Work to complete: Output, exactly and in full, only the lines from the one containing "Spot the red canopy" to the last line of the data. Pictures should not appear.

-- Data excerpts follows --

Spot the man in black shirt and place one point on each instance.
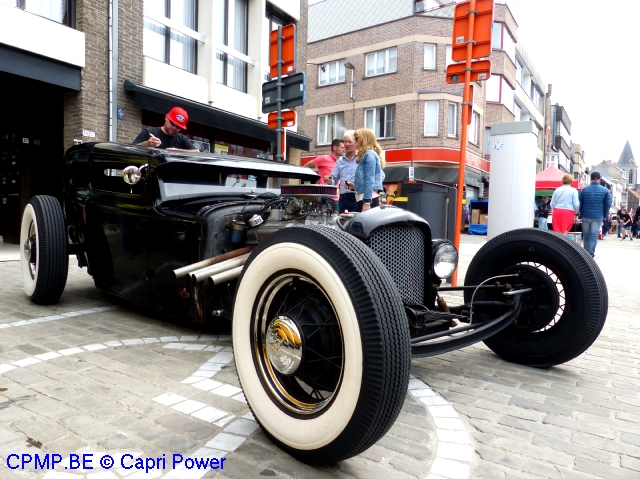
(168, 136)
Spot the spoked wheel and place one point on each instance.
(567, 307)
(321, 343)
(44, 258)
(293, 311)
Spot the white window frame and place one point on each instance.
(447, 56)
(472, 132)
(340, 73)
(426, 105)
(375, 55)
(455, 119)
(433, 48)
(335, 133)
(376, 113)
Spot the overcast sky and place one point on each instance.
(587, 50)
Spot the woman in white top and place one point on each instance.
(565, 206)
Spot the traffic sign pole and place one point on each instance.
(467, 111)
(279, 99)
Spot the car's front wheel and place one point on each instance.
(44, 257)
(566, 308)
(321, 343)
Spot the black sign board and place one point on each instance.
(293, 92)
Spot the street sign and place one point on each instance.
(289, 118)
(481, 30)
(481, 70)
(288, 51)
(293, 92)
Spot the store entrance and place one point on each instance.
(31, 147)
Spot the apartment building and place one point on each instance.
(560, 154)
(578, 164)
(628, 165)
(382, 66)
(100, 71)
(399, 51)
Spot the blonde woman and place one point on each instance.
(565, 206)
(369, 173)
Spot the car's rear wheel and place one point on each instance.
(44, 258)
(567, 308)
(321, 343)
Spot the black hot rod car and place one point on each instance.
(326, 311)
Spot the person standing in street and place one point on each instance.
(543, 213)
(618, 216)
(168, 136)
(369, 173)
(595, 202)
(625, 224)
(565, 205)
(324, 164)
(344, 173)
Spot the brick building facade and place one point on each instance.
(416, 87)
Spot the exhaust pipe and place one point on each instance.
(227, 275)
(180, 272)
(201, 274)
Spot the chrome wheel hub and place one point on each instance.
(284, 345)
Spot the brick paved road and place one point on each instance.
(92, 375)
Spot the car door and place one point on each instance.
(117, 229)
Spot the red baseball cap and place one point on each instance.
(179, 116)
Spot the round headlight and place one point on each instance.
(445, 260)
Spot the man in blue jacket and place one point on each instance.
(595, 201)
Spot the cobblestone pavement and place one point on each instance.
(91, 375)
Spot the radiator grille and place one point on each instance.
(401, 249)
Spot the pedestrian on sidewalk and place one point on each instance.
(565, 205)
(323, 165)
(625, 224)
(543, 213)
(344, 174)
(595, 201)
(168, 136)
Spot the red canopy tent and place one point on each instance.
(551, 178)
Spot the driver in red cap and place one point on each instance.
(168, 136)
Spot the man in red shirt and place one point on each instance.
(323, 164)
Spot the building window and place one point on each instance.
(165, 43)
(452, 120)
(447, 56)
(487, 141)
(333, 73)
(384, 61)
(431, 116)
(472, 132)
(496, 36)
(61, 11)
(429, 56)
(381, 120)
(330, 127)
(232, 29)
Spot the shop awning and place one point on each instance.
(551, 178)
(435, 175)
(161, 102)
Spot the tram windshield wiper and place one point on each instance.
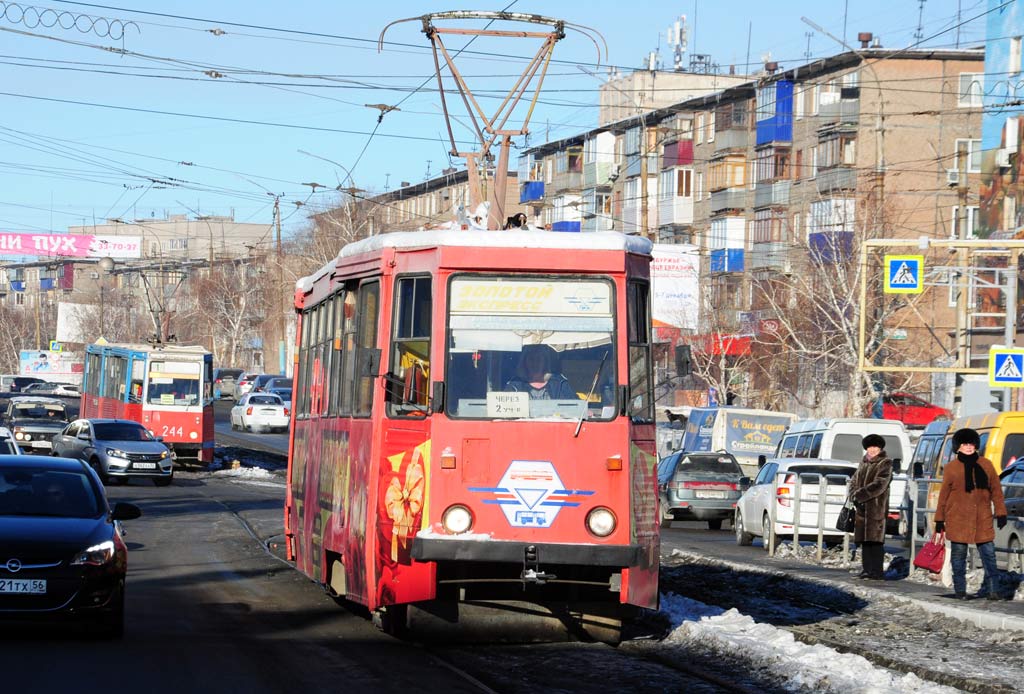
(593, 387)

-- Data excerpts concluded --

Worked solution:
Spot the red canopy tent and place one point on each instance.
(551, 178)
Spot the driver in red cap and place one point on each instance.
(168, 136)
Spot the man in red shirt and place one point on each instance.
(323, 164)
Spot the building window and place one point on each instance.
(165, 43)
(452, 120)
(447, 56)
(487, 141)
(333, 73)
(384, 61)
(431, 116)
(472, 132)
(496, 36)
(61, 11)
(429, 56)
(381, 120)
(330, 127)
(232, 29)
Spot the shop awning and place one point on each instance.
(551, 178)
(435, 175)
(161, 102)
Spot the tram windshield wiper and place one point on each instance.
(593, 387)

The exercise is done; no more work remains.